EXERCISE:
Transcribe the data below in full, exactly.

(Stored data entries)
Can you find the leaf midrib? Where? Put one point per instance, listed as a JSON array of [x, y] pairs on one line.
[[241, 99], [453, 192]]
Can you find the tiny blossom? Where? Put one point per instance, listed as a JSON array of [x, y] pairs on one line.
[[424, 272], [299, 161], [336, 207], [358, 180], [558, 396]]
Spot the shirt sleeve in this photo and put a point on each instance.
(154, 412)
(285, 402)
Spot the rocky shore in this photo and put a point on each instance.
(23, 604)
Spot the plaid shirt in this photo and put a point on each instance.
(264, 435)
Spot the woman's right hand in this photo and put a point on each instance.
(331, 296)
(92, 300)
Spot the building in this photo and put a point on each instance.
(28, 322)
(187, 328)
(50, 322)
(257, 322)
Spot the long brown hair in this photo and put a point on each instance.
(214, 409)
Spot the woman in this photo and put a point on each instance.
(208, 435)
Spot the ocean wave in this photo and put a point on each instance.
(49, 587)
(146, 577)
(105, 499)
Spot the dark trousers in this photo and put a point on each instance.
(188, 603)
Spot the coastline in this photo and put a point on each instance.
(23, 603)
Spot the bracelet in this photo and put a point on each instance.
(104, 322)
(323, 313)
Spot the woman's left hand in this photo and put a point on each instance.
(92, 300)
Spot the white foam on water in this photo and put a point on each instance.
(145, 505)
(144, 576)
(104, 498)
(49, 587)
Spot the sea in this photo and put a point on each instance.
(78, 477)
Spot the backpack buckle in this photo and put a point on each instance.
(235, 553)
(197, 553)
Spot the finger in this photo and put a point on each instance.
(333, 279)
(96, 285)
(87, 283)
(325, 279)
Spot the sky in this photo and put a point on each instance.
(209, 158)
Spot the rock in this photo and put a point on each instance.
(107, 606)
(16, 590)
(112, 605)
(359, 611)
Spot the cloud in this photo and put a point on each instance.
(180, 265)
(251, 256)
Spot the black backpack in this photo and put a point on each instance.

RESULT OF THIS TASK:
Can you find the leaf midrib? Where? Put one point per instance, listed as a JSON array of [x, y] pairs on one line.
[[241, 99], [453, 192]]
Can you find the tiny blossom? Where? Put one point per instance, listed as a JSON array of [x, y] pairs on one line.
[[424, 272], [299, 161], [336, 207], [358, 180], [558, 396]]
Spot the shirt sleeve in this photo and put a point on each instance.
(154, 412)
(285, 402)
Spot the rocky shore in this photo and put a point on each instance.
(23, 604)
Spot the plaid shirt in this photo and put a point on each instance.
(264, 435)
Spot the woman's right hand in this photo and put a point on each instance.
(331, 296)
(92, 300)
Spot the building in this photo and put a point on each instance.
(28, 322)
(187, 328)
(50, 322)
(257, 322)
Spot the long brown hair in this photo and put a point on each instance.
(214, 409)
Spot the woman in this photo and put a point on each instance.
(208, 435)
Spot the ocean wave in this photo and put a point on each instance.
(49, 587)
(146, 577)
(105, 499)
Spot the dark trousers in this photo and put a point on each instance.
(188, 603)
Spot the coastline in this photo and put a point on each instance.
(23, 603)
Spot the bracelet in this photo and put a point on each instance.
(104, 322)
(323, 313)
Spot the woman's left hand in this photo and put a point on each instance.
(92, 300)
Spot the white foam on water in this photo and put a point on each instance.
(145, 505)
(144, 576)
(104, 498)
(49, 587)
Spot the sea in this photo and put a point on each instance.
(78, 477)
Spot the backpack buckle in this photo and put a point on each instance.
(235, 553)
(197, 553)
Spot the finger in this photo and put a point on each instance.
(333, 279)
(96, 285)
(87, 283)
(325, 279)
Spot the sky in this photo and put a point on each instance.
(209, 158)
Spot the rock in this photo and put a point on each instance.
(107, 606)
(16, 590)
(112, 605)
(359, 611)
Spot the cloud in this photo and put a point on each instance.
(180, 265)
(251, 256)
Spot the black backpack in this photo and put a point on each instance.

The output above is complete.